Point localization data:

┌──

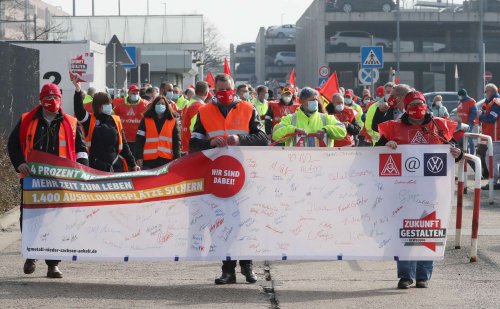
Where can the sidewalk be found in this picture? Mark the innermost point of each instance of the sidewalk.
(456, 283)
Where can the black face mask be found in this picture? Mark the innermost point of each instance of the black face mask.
(330, 108)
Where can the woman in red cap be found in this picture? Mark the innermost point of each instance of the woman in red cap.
(48, 129)
(417, 126)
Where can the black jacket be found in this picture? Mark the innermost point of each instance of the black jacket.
(46, 140)
(104, 147)
(257, 137)
(141, 139)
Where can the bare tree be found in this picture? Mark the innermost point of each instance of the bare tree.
(14, 10)
(213, 50)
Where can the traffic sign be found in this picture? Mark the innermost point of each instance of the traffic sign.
(324, 71)
(132, 53)
(372, 57)
(488, 76)
(322, 81)
(368, 77)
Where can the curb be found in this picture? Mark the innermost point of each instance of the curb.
(9, 218)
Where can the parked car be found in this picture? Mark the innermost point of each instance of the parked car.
(450, 99)
(431, 47)
(453, 112)
(246, 67)
(285, 58)
(246, 48)
(284, 31)
(349, 6)
(344, 39)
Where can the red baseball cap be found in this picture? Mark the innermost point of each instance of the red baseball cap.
(134, 88)
(48, 90)
(412, 96)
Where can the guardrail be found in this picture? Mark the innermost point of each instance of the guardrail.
(477, 205)
(490, 161)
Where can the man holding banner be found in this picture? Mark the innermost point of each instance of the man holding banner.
(48, 129)
(417, 126)
(228, 121)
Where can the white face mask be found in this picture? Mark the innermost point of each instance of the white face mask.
(107, 109)
(312, 106)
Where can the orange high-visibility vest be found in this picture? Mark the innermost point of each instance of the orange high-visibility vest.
(236, 122)
(158, 145)
(30, 139)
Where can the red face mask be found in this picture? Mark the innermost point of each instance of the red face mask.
(52, 105)
(418, 111)
(225, 96)
(392, 101)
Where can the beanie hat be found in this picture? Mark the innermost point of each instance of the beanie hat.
(48, 90)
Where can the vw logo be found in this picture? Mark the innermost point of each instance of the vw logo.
(435, 165)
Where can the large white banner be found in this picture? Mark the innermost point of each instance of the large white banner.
(245, 203)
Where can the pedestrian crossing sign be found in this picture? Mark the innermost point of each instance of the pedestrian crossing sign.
(372, 57)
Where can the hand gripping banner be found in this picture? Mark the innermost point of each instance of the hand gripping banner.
(245, 203)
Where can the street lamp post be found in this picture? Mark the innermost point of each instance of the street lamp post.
(164, 8)
(398, 39)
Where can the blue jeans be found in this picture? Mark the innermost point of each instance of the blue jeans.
(419, 270)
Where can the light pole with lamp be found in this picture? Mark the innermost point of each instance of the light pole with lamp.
(164, 8)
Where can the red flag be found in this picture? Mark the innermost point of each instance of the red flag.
(330, 87)
(227, 70)
(291, 80)
(210, 80)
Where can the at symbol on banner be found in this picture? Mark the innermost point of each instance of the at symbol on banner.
(412, 164)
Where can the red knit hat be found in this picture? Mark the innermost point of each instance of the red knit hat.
(412, 96)
(134, 87)
(380, 91)
(48, 90)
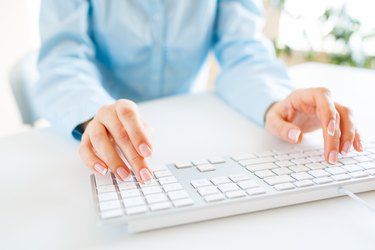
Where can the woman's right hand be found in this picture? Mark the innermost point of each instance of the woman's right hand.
(117, 127)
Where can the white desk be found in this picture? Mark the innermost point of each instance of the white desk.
(46, 200)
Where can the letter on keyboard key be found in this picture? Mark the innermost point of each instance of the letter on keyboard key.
(136, 210)
(101, 180)
(200, 183)
(183, 202)
(284, 186)
(160, 206)
(235, 194)
(175, 195)
(256, 191)
(153, 198)
(278, 179)
(214, 197)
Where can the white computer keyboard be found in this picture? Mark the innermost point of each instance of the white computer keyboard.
(190, 191)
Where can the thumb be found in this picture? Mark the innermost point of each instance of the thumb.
(284, 130)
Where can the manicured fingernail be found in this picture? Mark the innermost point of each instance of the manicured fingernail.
(331, 127)
(122, 173)
(294, 134)
(145, 175)
(332, 157)
(145, 150)
(346, 148)
(100, 169)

└──

Set the lines down exactly as they stand, beginning at the one that contains "Where can the white desk" and stopping after the last line of the entries above.

Where can the white desk be found in this picture? Mark the innermost point of each instance of the white desk.
(46, 200)
Where can the letter on keyboard key be found in this picture? Mark the innermost point of each instance of the letter on keyboard key.
(136, 210)
(101, 180)
(200, 183)
(183, 202)
(284, 186)
(160, 206)
(235, 194)
(175, 195)
(256, 191)
(153, 198)
(278, 179)
(214, 197)
Where can the white computer keyboard be found in this picture? Mark the innermost point of each instance of the white computer keyboard.
(190, 191)
Where can the thumb be found in this picture? Mark the innermost point of each instance of the thumb.
(284, 130)
Where can the manicured fingernail be found in this picture? Mark the innermost point of each instance of the manicured fingernail.
(331, 127)
(122, 173)
(294, 134)
(145, 175)
(332, 157)
(145, 150)
(346, 148)
(100, 169)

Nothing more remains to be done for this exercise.